● **TASK STATEMENT**
Rewrite the lines below as a Markdown table with the columns No and Line, one numbered row per line, leaving out any blank lines.

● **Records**

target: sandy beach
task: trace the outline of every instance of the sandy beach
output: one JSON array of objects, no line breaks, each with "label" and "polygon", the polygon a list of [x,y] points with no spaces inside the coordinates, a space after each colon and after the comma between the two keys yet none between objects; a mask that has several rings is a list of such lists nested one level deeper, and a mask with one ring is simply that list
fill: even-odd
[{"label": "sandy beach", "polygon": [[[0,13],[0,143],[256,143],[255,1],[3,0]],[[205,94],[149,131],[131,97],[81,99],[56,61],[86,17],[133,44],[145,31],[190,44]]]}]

● **SOLUTION TO THIS PROBLEM**
| No | Line |
|---|---|
| 1 | target: sandy beach |
| 2 | task: trace the outline of every instance of the sandy beach |
| 3 | output: one JSON array of objects, no line breaks, each with "label" and "polygon", the polygon a list of [x,y] points with no spaces inside the coordinates, a space after each colon and after the comma between the two keys yet none between objects; a mask that has several rings is a list of such lists nested one level deeper, and a mask with one ring is simply that list |
| 4 | fill: even-odd |
| 5 | [{"label": "sandy beach", "polygon": [[[0,13],[0,143],[256,143],[255,1],[3,0]],[[205,94],[149,131],[131,97],[81,99],[56,61],[86,17],[133,44],[145,31],[190,44]]]}] |